(Arbeitsauftrag 1) Erläutere anhand des Textes über den Brillenbären Juan, warum er diesen Namen trägt.
(Arbeitsauftrag 2) Zähle alle Obst- und Gemüsesorten auf, die dem Brillenbären Juan laut der Quelle gefüttert werden.
(Arbeitsauftrag 3) Fasse den Text über den Brillenbären Juan in zwei Sätzen zusammen.

(Quelle)

Seniorenclub: Tiere im Spätherbst des Lebens
Wenn es kalt ist, dann spürt Juan die Gelenke
Juan hat man ihn nach seiner Herkunft Südamerika genannt und nicht etwa, weil er mit mehren Damen zusammen wohnte. Die Damen sind vor einiger Zeit in den Zoo Herberstein übersiedelt, und Juan, der 27-jährige Brillenbär, ist eigentlich ganz froh, dass er jetzt seine Ruhe hat. Seinen Tag geht er gemächlich an, und die Äpfel, Birnen und Weintrauben, die man ihm füttert, hat er jetzt ganz für sich allein. Auch gegen den gelegentlichen Gemüsetag mit Paradeisern und Erdäpfeln hat Juan nichts einzuwenden. Beim Essen keinen Stress zu haben, das ist für einen gesetzten älteren Herrn eine wichtige Angelegenheit.
Wobei, ganz ehrlich, wirklichen Stress hat er sich noch nie gemacht. Als die Weibchen noch da waren, hat er sie für sich arbeiten lassen. Vor einigen Jahren wurde im Zuge einer Verhaltensstudie ein sogenannter Rüttelbaum hier aufgestellt. Oben kommt das Fressen rein, und damit es unten dann rauskommt, muss gerüttelt werden. Die Damen haben gleich erkannt, was sie tun müssen, um Futter zu bekommen. Schlau? Er war schlauer. Er wartete gelassen, dass die Kolleginnen das lästige Rütteln erledigt hatten, und fraß einfach. Wenn seine Pflegerin Martina Mayerhofer von Juan erzählt, dann weiß man, dass die Sache mit Beruf und Berufung manchmal mehr als eine abgedroschene Redensart ist. In der Früh, erzählt Frau Mayerhofer, geht Juan gern baden. Vormittags streift er im Gehege umher, nachmittags sucht er ein kühles Schattenplätzchen. Der Rest des Tages gehört der Schaukel, seinem Lieblingsplatz.

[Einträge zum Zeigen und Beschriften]

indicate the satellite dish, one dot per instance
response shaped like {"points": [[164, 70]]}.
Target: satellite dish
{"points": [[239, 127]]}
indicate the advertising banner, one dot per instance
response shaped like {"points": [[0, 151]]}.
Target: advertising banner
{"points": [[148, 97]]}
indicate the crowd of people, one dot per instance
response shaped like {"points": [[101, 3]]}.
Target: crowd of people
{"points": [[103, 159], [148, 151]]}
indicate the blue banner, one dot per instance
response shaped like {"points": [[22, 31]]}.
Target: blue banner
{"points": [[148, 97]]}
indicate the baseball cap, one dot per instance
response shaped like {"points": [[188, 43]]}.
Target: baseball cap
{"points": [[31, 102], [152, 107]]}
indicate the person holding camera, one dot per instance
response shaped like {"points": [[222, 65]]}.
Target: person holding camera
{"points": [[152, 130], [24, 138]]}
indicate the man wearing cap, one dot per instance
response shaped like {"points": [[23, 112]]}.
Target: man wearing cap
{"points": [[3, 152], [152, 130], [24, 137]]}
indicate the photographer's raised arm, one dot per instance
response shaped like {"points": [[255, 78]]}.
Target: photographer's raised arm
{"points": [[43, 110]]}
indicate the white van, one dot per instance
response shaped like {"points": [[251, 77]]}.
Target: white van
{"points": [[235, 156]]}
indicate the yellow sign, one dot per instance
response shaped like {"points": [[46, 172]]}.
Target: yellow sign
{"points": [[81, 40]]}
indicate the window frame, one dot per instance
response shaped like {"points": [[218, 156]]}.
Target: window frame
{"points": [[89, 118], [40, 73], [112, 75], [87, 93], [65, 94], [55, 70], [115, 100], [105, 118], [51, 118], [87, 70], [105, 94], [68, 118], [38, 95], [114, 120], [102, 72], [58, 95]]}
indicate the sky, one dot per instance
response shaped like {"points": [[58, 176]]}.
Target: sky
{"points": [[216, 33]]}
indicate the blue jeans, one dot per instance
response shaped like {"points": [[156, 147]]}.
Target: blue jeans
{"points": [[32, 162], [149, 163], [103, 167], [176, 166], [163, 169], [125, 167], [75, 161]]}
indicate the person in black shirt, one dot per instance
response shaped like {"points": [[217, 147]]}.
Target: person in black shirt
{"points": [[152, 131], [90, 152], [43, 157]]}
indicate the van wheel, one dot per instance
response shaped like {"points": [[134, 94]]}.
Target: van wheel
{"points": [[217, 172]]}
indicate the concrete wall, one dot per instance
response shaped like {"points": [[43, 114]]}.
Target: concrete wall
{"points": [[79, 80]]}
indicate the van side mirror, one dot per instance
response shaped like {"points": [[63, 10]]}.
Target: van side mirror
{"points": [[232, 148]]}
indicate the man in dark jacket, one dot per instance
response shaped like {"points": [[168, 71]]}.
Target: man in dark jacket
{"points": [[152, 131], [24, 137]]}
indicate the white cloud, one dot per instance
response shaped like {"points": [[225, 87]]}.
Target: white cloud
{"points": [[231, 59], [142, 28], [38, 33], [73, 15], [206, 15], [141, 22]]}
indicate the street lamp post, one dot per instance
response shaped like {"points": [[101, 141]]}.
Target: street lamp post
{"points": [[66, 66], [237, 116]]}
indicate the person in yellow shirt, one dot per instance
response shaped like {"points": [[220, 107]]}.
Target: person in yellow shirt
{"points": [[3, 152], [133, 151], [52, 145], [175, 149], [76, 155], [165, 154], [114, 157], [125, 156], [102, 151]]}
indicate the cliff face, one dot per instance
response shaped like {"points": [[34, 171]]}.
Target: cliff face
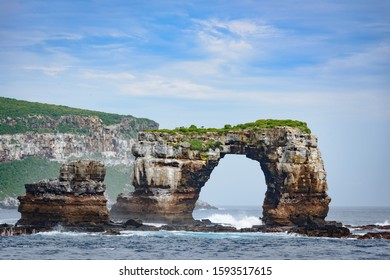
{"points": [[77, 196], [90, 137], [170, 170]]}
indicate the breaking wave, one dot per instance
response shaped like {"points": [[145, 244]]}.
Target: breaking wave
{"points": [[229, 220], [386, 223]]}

---

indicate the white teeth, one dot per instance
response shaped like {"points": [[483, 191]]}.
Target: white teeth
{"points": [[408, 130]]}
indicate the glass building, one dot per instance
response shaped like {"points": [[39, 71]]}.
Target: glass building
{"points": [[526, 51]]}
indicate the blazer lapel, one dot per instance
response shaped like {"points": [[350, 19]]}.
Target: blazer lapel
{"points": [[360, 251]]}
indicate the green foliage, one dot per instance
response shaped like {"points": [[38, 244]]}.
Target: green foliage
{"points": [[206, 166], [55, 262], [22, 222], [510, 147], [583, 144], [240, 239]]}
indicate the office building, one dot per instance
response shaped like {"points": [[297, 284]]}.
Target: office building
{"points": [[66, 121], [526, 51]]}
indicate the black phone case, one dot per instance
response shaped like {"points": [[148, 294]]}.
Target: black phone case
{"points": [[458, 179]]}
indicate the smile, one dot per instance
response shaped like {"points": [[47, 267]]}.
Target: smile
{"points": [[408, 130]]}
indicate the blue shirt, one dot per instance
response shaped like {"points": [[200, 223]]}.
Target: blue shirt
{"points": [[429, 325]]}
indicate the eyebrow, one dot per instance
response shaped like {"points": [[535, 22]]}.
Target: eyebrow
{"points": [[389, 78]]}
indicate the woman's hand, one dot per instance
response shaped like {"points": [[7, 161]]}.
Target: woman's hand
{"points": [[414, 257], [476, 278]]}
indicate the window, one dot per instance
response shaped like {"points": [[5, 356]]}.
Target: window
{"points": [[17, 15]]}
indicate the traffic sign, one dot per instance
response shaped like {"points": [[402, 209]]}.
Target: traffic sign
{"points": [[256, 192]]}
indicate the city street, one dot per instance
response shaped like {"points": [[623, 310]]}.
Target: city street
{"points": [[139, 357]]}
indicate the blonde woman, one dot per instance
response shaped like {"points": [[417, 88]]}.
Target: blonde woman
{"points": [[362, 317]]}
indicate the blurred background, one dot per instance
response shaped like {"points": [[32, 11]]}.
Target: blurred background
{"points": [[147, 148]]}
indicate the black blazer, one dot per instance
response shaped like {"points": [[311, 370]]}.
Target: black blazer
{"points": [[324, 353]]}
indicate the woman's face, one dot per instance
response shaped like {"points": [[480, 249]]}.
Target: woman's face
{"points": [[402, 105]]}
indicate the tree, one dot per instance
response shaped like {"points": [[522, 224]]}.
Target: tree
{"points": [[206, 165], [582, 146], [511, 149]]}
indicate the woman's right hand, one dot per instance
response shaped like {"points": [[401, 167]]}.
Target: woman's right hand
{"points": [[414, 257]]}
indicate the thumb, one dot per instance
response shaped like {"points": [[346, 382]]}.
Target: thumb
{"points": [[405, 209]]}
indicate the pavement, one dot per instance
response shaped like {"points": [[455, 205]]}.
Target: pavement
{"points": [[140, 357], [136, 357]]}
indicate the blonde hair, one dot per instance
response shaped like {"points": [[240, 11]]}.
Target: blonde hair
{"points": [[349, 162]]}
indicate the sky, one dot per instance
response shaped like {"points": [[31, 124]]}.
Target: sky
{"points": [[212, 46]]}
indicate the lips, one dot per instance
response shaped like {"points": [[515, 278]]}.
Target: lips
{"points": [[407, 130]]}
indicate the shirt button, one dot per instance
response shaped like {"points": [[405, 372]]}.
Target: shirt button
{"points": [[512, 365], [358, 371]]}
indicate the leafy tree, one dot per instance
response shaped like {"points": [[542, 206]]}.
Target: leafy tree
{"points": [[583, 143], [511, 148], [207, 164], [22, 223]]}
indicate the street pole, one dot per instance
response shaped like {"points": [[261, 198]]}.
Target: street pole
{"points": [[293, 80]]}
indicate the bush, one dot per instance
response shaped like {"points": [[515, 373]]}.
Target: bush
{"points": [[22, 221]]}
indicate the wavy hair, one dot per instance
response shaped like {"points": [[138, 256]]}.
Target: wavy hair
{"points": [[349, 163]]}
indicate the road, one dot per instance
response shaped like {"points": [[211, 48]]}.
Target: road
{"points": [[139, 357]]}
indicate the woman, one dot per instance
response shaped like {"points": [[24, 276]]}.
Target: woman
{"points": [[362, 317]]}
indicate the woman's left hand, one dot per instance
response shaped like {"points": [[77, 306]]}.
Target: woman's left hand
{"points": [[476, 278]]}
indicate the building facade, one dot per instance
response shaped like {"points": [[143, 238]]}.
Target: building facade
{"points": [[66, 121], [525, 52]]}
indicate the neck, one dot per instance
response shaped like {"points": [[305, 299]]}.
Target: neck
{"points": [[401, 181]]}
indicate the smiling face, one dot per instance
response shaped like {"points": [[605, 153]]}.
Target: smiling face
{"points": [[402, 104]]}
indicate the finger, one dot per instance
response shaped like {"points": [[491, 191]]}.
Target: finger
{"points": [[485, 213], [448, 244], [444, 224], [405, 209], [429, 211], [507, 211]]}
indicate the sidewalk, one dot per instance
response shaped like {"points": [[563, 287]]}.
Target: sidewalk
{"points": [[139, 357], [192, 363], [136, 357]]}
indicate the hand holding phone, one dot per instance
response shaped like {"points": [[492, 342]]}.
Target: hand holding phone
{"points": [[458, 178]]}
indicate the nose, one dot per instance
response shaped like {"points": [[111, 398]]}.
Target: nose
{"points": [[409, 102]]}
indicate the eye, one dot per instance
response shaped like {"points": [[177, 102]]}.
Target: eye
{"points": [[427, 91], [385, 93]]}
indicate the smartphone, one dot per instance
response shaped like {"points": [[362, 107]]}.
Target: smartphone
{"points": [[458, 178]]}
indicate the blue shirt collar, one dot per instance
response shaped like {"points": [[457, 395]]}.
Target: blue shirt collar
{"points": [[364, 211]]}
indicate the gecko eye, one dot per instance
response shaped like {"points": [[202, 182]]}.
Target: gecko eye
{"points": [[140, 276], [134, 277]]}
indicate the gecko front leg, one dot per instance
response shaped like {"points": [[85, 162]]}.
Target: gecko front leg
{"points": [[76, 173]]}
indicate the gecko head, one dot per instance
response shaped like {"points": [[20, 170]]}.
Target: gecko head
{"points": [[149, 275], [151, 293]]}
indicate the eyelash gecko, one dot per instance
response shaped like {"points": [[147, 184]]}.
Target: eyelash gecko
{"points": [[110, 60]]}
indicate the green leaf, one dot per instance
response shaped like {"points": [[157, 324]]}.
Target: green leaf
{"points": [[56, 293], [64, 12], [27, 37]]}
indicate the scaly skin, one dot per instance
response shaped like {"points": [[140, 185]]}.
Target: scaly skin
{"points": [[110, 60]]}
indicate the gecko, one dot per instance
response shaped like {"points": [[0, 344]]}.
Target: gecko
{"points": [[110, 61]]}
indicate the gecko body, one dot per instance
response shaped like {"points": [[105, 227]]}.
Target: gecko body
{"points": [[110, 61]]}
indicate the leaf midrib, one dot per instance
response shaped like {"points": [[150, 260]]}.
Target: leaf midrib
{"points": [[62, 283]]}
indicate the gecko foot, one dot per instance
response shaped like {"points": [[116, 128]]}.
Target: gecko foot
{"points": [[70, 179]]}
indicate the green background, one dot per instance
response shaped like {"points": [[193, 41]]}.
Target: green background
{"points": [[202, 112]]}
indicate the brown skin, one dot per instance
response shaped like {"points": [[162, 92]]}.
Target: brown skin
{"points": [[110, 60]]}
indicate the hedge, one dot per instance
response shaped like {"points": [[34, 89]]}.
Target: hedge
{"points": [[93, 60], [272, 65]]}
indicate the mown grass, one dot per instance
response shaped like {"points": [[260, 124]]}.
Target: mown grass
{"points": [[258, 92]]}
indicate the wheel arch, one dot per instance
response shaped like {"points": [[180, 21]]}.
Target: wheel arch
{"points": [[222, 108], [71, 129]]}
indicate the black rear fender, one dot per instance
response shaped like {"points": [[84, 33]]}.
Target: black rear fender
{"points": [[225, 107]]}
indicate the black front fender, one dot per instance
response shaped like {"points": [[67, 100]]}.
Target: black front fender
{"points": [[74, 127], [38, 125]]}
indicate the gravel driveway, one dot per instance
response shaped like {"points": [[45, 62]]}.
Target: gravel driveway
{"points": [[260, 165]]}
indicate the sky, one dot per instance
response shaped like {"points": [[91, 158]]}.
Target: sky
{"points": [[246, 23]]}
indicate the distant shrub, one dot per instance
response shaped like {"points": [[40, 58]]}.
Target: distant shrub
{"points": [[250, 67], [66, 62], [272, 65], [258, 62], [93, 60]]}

==

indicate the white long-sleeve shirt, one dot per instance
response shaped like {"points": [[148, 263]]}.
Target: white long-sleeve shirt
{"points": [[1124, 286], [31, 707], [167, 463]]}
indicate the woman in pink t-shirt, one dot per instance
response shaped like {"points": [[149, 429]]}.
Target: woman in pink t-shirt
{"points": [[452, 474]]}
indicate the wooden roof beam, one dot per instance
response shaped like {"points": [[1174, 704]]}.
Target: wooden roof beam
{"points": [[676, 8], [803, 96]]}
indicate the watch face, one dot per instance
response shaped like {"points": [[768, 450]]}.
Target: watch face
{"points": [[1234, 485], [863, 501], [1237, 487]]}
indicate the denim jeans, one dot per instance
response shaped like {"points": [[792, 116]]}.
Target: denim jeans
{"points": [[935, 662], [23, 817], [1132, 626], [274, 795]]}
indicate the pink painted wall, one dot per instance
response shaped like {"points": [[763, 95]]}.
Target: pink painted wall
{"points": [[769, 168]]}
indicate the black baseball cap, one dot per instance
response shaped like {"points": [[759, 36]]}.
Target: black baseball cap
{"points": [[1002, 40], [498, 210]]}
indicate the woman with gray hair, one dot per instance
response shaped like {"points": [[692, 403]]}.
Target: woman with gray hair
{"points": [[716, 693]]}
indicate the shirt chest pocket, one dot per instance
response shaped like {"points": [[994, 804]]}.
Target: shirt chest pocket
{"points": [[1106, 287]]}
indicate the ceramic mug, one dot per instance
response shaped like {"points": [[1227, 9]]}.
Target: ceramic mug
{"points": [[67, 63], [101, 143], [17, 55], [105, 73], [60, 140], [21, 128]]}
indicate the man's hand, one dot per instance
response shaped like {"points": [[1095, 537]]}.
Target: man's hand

(Schriftliche Lösung 1) Der Brillenbär wurde nach seiner Herkunft Südamerika Juan genannt. Der Name hat nichts damit zu tun, dass er mit mehreren Damen zusammenwohnte.

(Schriftliche Lösung 2) Äpfel, Birnen, Weintrauben, Paradeiser, Erdäpfel

(Schriftliche Lösung 3) Seit die Weibchen in den Zoo Herberstein übersiedelt sind, genießt der 27-jährige Brillenbär Juan seine Ruhe und hat sein Futter ganz für sich allein, nachdem er früher beim Rüttelbaum die Weibchen für sich arbeiten ließ. Laut seiner Pflegerin Martina Mayerhofer badet er in der Früh gern, streift vormittags durchs Gehege, sucht nachmittags ein kühles Schattenplätzchen und verbringt den Rest des Tages auf seiner Schaukel.